● Records of labeled points

----

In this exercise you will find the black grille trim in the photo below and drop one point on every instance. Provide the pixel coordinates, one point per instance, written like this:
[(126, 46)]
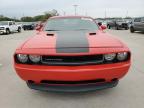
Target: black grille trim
[(72, 60)]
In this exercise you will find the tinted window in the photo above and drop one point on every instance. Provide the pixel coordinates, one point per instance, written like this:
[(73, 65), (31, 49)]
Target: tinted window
[(69, 24)]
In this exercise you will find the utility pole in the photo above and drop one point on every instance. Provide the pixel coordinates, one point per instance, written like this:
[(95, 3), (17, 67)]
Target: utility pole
[(75, 8)]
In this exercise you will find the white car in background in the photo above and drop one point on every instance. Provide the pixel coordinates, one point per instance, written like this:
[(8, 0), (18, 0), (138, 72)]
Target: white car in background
[(7, 27)]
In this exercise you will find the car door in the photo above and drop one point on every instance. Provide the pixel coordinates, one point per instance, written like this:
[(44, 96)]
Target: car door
[(137, 24)]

----

● Problem requirements
Copy every line of the entries above word for word, leaving out the pictures.

● Solution for this task
In this exercise you will find the black grille trim in the photo below and drop one point on every instance. Provide the pixel coordinates, one point per instance, written like this:
[(126, 46)]
Target: black grille trim
[(72, 60)]
In this exercise you will find the tinted window in the photo above and drop one point on every instance. Provide the pixel coordinates, one point per instance, written like this:
[(73, 65), (31, 49)]
Target: tinted window
[(69, 24)]
In this exercise you will find the utility pole in the photo above and drop one point on every instance. Provide the pixel coordinates, one point per instance, written like this:
[(95, 3), (17, 67)]
Target: utility pole
[(75, 8)]
In this exercise you will find the white car in background in the photo above and drop one point on every instance. Provide the pixel coordinates, one point per instance, written like this:
[(8, 0), (18, 0), (138, 72)]
Target: white car in background
[(7, 27)]
In this exercise you will find the car door in the photo above and drop one point on every instance. Provide the pixel coordinates, one point per instance, written like this:
[(44, 96)]
Target: car door
[(137, 24)]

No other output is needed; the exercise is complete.